[DATA TO PROCESS — start]

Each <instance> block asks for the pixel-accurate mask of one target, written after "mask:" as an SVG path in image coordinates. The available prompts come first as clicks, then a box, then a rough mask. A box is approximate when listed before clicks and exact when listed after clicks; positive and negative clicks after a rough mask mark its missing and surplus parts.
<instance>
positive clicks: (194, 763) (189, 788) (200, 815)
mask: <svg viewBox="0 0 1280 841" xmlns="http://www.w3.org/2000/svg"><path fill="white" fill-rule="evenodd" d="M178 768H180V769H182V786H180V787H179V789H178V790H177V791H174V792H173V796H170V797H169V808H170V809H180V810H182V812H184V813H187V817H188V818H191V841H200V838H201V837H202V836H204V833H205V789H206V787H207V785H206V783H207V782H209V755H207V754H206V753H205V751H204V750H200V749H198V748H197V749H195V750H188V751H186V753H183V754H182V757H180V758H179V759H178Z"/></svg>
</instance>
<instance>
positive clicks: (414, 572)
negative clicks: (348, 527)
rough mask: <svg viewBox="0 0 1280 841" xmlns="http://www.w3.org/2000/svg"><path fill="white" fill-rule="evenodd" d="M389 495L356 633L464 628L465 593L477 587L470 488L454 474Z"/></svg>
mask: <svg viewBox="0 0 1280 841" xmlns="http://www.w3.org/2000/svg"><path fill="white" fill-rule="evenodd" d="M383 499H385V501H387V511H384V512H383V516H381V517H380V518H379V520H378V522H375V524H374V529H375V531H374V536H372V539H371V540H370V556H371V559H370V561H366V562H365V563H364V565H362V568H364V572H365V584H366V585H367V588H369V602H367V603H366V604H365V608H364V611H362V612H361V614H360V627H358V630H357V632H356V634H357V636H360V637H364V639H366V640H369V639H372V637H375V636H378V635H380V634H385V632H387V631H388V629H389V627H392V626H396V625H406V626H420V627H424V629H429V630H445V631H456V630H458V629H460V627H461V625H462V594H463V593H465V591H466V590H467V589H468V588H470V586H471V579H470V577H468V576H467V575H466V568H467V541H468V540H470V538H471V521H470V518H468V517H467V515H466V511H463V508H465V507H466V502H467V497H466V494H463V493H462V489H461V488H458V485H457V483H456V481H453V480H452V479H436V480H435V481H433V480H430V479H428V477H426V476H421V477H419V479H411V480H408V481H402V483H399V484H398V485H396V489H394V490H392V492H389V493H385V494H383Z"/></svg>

[DATA TO PROCESS — finish]

REQUIREMENT: Pick out the lines above that hold the string "instance" and show them.

EXERCISE OUTPUT:
Each <instance> block asks for the pixel-accurate mask of one target, written after "mask:" as an SVG path in image coordinates. The available prompts come first as clicks, then a box, then a rough mask. A box is approximate when listed before clicks and exact when listed after clicks; positive and negative clicks after a rough mask mark its missing and surplus parts.
<instance>
</instance>
<instance>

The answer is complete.